*** Opening Data in this exercise ***

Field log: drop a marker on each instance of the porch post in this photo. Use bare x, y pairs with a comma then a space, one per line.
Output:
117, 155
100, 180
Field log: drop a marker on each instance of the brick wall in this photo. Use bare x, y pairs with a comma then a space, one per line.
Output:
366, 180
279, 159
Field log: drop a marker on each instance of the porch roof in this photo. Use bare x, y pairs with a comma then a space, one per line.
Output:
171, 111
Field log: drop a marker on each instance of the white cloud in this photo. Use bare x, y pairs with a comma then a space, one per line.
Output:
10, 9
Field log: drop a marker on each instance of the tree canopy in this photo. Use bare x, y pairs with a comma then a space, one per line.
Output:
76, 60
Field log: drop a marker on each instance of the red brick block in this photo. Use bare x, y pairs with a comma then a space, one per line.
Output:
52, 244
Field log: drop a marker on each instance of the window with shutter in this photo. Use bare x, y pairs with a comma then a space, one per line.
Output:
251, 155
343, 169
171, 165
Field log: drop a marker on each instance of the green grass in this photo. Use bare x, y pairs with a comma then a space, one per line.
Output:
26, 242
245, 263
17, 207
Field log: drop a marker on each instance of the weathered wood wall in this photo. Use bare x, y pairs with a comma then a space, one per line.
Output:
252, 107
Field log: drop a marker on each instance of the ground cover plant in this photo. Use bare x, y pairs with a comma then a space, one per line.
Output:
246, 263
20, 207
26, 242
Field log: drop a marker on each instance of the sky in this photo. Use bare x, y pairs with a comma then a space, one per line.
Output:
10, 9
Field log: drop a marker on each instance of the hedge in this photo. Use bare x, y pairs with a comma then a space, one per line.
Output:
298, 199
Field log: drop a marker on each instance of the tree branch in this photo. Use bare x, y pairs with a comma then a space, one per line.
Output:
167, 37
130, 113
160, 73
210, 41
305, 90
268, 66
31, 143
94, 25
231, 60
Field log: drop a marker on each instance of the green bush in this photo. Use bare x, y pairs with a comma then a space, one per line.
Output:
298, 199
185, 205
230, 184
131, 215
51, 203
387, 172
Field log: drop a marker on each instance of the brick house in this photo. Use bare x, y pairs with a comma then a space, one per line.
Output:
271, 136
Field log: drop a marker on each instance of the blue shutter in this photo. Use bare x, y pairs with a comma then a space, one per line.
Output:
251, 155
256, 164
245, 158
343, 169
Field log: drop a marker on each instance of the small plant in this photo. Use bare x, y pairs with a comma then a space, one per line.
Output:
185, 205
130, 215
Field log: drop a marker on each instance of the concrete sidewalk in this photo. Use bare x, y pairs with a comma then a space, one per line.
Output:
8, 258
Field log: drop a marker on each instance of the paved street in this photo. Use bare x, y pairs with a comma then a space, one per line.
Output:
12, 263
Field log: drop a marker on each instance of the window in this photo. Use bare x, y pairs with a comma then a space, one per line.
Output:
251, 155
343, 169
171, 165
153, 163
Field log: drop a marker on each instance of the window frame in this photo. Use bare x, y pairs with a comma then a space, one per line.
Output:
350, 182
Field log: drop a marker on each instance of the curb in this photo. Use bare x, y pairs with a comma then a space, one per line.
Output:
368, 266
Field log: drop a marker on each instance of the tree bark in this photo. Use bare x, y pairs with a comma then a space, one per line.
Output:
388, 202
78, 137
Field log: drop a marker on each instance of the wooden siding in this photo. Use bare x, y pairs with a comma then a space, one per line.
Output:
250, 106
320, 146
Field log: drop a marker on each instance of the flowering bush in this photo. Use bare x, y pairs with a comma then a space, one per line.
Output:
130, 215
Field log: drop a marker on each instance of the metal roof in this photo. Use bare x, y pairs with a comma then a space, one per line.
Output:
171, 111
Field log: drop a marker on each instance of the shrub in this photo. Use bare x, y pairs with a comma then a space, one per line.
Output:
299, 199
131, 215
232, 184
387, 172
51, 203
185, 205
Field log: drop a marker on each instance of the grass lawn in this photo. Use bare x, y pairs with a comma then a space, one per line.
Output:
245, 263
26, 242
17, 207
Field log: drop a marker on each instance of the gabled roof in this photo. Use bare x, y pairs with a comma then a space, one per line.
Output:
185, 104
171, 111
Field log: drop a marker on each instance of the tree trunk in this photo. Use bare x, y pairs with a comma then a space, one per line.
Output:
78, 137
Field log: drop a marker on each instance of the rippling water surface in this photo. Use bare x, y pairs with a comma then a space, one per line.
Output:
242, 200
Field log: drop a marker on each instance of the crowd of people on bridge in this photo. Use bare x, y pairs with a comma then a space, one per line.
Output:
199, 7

*** Closing Data in this exercise ***

— Task to complete —
Without any change, reproduce the data in full.

— Answer box —
Field log: drop a marker on each instance of the porch post in this photo. Use bare x, y pairs with a comma then a space, one per line.
Output:
117, 155
100, 180
Field log: drop a marker on each instance of the brick wall in this photo. Use bare x, y pairs with a comma then a space, one per line.
Output:
366, 180
279, 159
Field log: drop a marker on each instance of the porch roof in this photo. Use bare x, y pairs with a comma then a space, one per line.
Output:
171, 111
Field log: drop a marker on each instance of the white cloud in this photo. Use bare x, y pairs with a comma then a space, one per line.
Output:
10, 9
Field log: drop a marker on each instance of the tree canopy in this photo. Use bare x, y pairs with a comma then a space, one per line.
Output:
76, 60
Field log: drop a marker on each instance of the red brick block in this photo. Use bare x, y pairs with a comma then a space, one per line.
Output:
52, 244
Field log: drop a marker on each instance of the window with shutter in this photo. Use bare x, y pairs with a comma then a space, one per line.
Output:
251, 155
343, 169
171, 165
Field log: drop a marker on each instance of the green grass in this photo. Use bare x, y pairs with a comma then a space, one per line.
Output:
26, 242
245, 263
17, 207
Field log: drop a marker on each instance of the weathered wood wall in this photo. Use bare x, y pairs with a comma then a space, one per line.
Output:
252, 107
Field log: drop a marker on each instance of the ground cover plant in this photo. Use bare x, y pairs with a comma then a space, one per line.
Output:
246, 263
20, 207
26, 242
Field log: drop a marker on each instance of the sky in this photo. Use bare x, y pairs with a comma then a space, one per line.
Output:
10, 9
Field log: drop a marker on each instance of the hedge in this photo. Use bare x, y pairs with a comma then a space, one per line.
Output:
298, 199
Field log: drop a marker on each instance of the tree branch in this photo. Use bare x, y pairs with a comma then a space, one per line.
Output:
167, 37
130, 113
160, 73
210, 41
305, 90
268, 66
31, 143
94, 25
231, 60
Field log: drop a marker on each instance of the green bush in this photo. Use bare x, y pairs with a comma then a space, one per line.
Output:
298, 199
185, 205
230, 184
131, 215
51, 203
387, 172
Field log: drop a marker on each instance of the brick house in this photo. Use bare x, y pairs with a comma then a space, one per line.
Output:
271, 136
Field log: drop a marker on each instance of the blue shutter in this photo. Use bare x, y pairs with a comma then a space, one per line.
Output:
251, 155
256, 164
245, 158
343, 169
Field log: drop a marker on each instance of the small plant in this photo. Use bare x, y pairs with a comma then a space, one per line.
Output:
185, 205
130, 215
Field log: drop a marker on each instance of the concrete sidewalk in this photo. Use bare x, y pairs with a comma then a space, one per line.
Output:
8, 258
Field log: drop a marker on each instance of the paved street in this photo. Use bare x, y pairs with a comma then a space, one per line.
Output:
12, 263
Field log: drop a marker on each instance of the window in this photo. Use bare x, y pairs with a comma then a space, one per line.
Output:
251, 155
343, 169
171, 165
153, 163
Field log: drop a marker on each instance of the window frame in this photo. Use bare x, y pairs with a comma then a space, one per line.
Output:
350, 182
Field log: drop a marker on each instance of the curb in this photo. Use bare x, y pairs with a comma then a space, one per line.
Output:
368, 266
Field log: drop a marker on each instance of the tree bark in this photo. Use bare x, y pairs with a comma then a space, one per line.
Output:
388, 202
78, 137
Field log: drop a marker on each instance of the wooden siding in this photo. Use bare x, y pairs with a comma then a space, one per line.
Output:
250, 106
320, 146
Field log: drop a marker on each instance of the flowering bush in this photo. Use bare x, y pairs with a comma then a space, one per line.
Output:
130, 215
Field log: drop a marker on each instance of the metal roof in this photo. Use bare x, y pairs with a comma then a space, one per line.
Output:
171, 111
Field log: drop a marker on each instance of the shrub in this photo. Use bare x, y pairs with a comma then a space, one per line.
Output:
299, 199
131, 215
232, 184
387, 172
51, 203
185, 205
Field log: drop a marker on each instance of the grass lawn in this photo. Use bare x, y pairs with a comma then a space, one per line.
Output:
245, 263
26, 242
17, 207
Field log: drop a marker on each instance of the gabled roof in this photo. Use bare x, y pairs with a comma then a space, one per line.
Output:
185, 104
171, 111
Field log: drop a marker on each instance of the tree trunk in this photo. Use bare x, y pairs with a comma then a space, one per line.
Output:
78, 137
Field log: drop a marker on each instance of the rippling water surface in this photo. Use bare x, y pairs with a comma then a space, one per line.
Output:
242, 200
Field log: drop a marker on each instance of the crowd of people on bridge in this photo. Use bare x, y pairs with a comma then a space, one per line.
Output:
199, 7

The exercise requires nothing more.